Each record below must be returned exactly, with no line left out.

ENTRIES PROVIDED
****
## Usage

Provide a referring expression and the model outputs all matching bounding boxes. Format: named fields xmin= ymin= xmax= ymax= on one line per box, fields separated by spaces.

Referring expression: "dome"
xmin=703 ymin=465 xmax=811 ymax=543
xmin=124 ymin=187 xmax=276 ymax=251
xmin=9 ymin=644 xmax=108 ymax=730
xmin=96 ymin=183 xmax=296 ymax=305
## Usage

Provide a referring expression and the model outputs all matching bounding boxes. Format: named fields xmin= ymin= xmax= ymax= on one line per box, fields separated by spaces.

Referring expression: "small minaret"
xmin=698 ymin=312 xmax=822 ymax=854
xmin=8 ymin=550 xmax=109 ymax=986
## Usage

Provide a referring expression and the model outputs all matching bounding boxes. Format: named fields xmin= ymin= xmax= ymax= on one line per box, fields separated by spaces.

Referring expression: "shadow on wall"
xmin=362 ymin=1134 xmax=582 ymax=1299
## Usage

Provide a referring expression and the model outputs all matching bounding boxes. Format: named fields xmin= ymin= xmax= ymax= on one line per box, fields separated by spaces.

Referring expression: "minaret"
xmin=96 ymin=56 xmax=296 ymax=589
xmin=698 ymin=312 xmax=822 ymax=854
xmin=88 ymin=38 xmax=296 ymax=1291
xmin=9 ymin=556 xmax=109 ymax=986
****
SOLUTION TO THIS EXERCISE
## Usage

Provide a referring expression and the model outputs all matching bounding boxes. Format: named fields xmin= ymin= xmax= ymax= on one line per box, fields separated by spaces.

Referring expression: "dome"
xmin=703 ymin=465 xmax=811 ymax=543
xmin=124 ymin=187 xmax=276 ymax=251
xmin=9 ymin=644 xmax=108 ymax=730
xmin=96 ymin=183 xmax=296 ymax=305
## Usage

Provide a referring expression and the model outputs all matching bounding boxes. Format: named fields xmin= ymin= xmax= ymax= on one line per box, fields separated by spaces.

Referring expression: "small minaret"
xmin=698 ymin=312 xmax=822 ymax=854
xmin=8 ymin=550 xmax=109 ymax=986
## Usage

Provide a referring expression and the model outputs all matching bounding boxes. Format: named fields xmin= ymin= xmax= ymax= on one line per box, fields separated by spaces.

Referring expression: "shadow on wall"
xmin=362 ymin=1134 xmax=582 ymax=1299
## Usage

Provide a referring expression and the model outputs all matching bounding boxes. Format: named fields xmin= ymin= xmax= ymax= on one line per box, fields separated by spaces.

Referring expression: "minaret"
xmin=96 ymin=56 xmax=296 ymax=589
xmin=698 ymin=312 xmax=822 ymax=854
xmin=88 ymin=38 xmax=296 ymax=1291
xmin=9 ymin=556 xmax=109 ymax=986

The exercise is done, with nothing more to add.